▶ [PROBLEM]: An identical copy of all the entries is the required result.

▶ [EXTRACTED DATA]:
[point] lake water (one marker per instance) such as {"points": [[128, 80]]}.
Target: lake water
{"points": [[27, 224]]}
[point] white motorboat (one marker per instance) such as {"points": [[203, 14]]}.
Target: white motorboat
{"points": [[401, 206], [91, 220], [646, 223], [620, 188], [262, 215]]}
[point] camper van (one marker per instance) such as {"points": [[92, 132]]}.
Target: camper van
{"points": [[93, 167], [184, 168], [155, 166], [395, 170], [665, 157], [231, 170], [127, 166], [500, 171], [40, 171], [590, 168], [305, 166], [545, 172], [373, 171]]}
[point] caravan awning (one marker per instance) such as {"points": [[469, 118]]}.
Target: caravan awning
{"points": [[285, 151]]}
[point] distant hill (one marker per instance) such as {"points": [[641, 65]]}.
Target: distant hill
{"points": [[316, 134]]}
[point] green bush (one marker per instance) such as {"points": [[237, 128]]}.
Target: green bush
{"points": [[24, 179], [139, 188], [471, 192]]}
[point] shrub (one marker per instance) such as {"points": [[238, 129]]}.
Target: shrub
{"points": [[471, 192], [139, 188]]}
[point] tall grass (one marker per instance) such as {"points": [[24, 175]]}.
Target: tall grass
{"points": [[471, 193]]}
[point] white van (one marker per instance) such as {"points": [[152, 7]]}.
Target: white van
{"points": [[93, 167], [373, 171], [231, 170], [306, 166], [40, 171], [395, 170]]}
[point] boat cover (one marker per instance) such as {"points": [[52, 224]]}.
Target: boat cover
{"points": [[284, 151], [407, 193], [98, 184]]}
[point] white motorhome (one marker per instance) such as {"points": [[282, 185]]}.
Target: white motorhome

▶ [RESULT BELOW]:
[point] lake water (one marker per instance) such as {"points": [[128, 80]]}.
Target: lake water
{"points": [[27, 224]]}
[point] white motorboat (one marker per instance) such as {"points": [[203, 14]]}.
Target: white motorboat
{"points": [[401, 206], [91, 220], [646, 223], [620, 188], [262, 215]]}
[point] camper van (one marker per instance) such as {"points": [[92, 132]]}.
Target: camper van
{"points": [[93, 167], [184, 168], [155, 166], [395, 170], [665, 157], [231, 170], [127, 166], [500, 171], [40, 171], [590, 168], [305, 166], [545, 172], [373, 171]]}
[point] caravan awning (one marker per instance) such as {"points": [[469, 118]]}.
Target: caravan awning
{"points": [[285, 151]]}
[point] distant hill (one marker per instance) such as {"points": [[641, 65]]}.
Target: distant hill
{"points": [[316, 134]]}
[point] green bush (one marker per instance) such as {"points": [[237, 128]]}.
Target: green bush
{"points": [[24, 179], [139, 188], [471, 192]]}
[point] shrub (one marker per instance) such as {"points": [[238, 129]]}.
Target: shrub
{"points": [[471, 192], [139, 188]]}
[point] tall grass (one marker per instance) such as {"points": [[24, 175]]}.
Target: tall grass
{"points": [[471, 193]]}
[point] white van (one marker per instance) such as {"points": [[152, 7]]}.
Target: white van
{"points": [[93, 167], [373, 171], [231, 170], [306, 166], [40, 171], [395, 170]]}
[point] boat cover (one marker per instance) such as {"points": [[52, 224]]}.
Target: boat cover
{"points": [[284, 151], [407, 193], [98, 184]]}
[point] white motorhome (one marker per instance) such as {"points": [[282, 185]]}.
Target: white motorhome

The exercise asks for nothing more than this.